Labeled-object pointing entries
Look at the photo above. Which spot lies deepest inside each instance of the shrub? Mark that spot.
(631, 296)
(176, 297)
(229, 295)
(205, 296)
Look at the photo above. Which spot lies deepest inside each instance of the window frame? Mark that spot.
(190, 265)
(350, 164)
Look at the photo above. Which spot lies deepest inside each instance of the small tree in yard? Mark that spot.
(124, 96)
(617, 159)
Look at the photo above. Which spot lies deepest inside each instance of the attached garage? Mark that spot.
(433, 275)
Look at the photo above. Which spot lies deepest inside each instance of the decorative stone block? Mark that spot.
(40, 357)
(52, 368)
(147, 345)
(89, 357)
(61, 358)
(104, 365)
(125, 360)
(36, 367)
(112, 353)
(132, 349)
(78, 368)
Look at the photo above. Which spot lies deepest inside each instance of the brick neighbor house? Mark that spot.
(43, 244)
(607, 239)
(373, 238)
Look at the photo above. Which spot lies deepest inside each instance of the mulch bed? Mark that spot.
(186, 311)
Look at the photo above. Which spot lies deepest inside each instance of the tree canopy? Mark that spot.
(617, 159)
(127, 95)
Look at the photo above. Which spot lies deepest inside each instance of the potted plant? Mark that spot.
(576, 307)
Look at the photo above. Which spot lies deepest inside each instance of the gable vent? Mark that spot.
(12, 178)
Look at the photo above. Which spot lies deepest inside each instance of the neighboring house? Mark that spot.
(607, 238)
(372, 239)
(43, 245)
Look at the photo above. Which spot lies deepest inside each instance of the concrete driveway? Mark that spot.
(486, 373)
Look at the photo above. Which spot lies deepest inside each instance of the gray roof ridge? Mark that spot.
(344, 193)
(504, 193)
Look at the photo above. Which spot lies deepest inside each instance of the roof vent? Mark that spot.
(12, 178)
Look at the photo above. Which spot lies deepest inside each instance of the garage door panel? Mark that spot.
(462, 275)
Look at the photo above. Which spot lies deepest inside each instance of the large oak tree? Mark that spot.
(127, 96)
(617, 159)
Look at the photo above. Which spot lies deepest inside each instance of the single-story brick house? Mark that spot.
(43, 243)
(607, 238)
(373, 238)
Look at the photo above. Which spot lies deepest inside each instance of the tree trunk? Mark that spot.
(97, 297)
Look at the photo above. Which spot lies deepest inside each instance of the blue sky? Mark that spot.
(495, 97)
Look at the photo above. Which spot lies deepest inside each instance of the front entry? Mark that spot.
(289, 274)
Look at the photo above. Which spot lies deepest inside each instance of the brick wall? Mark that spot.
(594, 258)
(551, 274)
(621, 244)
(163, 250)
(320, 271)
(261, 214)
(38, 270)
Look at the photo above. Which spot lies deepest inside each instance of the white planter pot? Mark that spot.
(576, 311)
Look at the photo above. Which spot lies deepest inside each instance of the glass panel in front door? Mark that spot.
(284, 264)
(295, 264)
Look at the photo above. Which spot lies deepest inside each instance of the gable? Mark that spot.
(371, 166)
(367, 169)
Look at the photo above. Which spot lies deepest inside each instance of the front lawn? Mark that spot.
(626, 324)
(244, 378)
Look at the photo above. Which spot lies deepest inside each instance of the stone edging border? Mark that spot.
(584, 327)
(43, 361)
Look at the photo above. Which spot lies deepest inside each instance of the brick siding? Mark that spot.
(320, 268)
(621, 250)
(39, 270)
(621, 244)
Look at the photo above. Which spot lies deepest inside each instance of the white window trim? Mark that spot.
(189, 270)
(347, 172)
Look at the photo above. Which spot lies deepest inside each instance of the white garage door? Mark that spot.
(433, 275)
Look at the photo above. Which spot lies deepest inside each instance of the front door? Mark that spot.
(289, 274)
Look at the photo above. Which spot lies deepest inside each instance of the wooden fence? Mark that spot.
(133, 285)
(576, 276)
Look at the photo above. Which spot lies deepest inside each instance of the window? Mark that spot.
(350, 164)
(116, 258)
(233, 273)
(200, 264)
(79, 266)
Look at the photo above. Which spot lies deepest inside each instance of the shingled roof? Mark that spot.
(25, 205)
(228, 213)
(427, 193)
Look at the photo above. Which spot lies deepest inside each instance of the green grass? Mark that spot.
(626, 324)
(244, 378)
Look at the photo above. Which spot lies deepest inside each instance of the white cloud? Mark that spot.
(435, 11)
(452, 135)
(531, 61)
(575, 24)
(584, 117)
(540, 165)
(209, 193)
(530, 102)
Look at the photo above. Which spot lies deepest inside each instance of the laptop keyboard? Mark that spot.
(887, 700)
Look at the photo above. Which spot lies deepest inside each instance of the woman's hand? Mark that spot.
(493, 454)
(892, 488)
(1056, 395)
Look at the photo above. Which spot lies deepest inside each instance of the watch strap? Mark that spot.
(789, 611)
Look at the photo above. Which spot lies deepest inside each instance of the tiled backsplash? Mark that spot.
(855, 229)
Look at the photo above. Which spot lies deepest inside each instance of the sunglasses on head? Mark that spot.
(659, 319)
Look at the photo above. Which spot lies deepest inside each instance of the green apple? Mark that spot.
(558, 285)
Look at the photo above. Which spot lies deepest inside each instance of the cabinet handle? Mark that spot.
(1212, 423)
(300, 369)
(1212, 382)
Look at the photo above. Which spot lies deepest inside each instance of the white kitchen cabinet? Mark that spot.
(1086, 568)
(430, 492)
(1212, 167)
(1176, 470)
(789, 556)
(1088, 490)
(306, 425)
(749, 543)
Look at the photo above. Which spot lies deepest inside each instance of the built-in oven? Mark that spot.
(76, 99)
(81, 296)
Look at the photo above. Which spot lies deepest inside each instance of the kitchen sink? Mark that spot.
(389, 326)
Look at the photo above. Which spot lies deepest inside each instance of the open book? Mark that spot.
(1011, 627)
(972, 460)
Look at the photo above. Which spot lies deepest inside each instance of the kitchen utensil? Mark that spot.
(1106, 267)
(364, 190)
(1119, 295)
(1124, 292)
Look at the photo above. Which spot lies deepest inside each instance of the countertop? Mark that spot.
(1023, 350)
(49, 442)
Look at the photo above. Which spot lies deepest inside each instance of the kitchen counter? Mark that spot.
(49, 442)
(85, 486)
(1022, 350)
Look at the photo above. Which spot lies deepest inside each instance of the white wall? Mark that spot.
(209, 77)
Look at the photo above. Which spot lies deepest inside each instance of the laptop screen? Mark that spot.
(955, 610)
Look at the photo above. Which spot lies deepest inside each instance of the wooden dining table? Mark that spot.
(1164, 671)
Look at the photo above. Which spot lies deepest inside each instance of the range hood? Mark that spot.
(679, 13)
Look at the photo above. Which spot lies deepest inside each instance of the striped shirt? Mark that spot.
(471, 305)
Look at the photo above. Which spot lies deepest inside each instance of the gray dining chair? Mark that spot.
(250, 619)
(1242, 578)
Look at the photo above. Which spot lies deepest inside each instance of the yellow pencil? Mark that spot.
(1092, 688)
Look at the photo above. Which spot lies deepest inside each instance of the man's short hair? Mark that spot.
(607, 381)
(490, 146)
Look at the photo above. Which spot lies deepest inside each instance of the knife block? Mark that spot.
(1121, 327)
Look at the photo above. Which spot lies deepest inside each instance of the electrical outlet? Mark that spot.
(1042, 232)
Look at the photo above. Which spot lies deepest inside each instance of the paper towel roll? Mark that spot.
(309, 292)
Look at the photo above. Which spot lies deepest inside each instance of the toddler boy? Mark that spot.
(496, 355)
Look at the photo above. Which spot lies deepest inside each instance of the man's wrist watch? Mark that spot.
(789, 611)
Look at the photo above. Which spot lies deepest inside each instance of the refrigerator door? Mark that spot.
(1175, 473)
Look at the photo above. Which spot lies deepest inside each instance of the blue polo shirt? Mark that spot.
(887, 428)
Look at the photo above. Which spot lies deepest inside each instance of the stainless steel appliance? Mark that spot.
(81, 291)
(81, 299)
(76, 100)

### Brief
Copy the records from the line with "polo shirt? Mark that spot." through the end of the records, swapping "stainless steel" for "brushed metal" and leaving everything else unchanged.

### Result
Look at the photo above. Which spot lies deepest inside each instance of the blue polo shirt? Mark that spot.
(887, 428)
Look at the photo above. Which spot lies deepest inside each instance of the brushed metal appliance? Mark that spot.
(81, 291)
(81, 299)
(76, 100)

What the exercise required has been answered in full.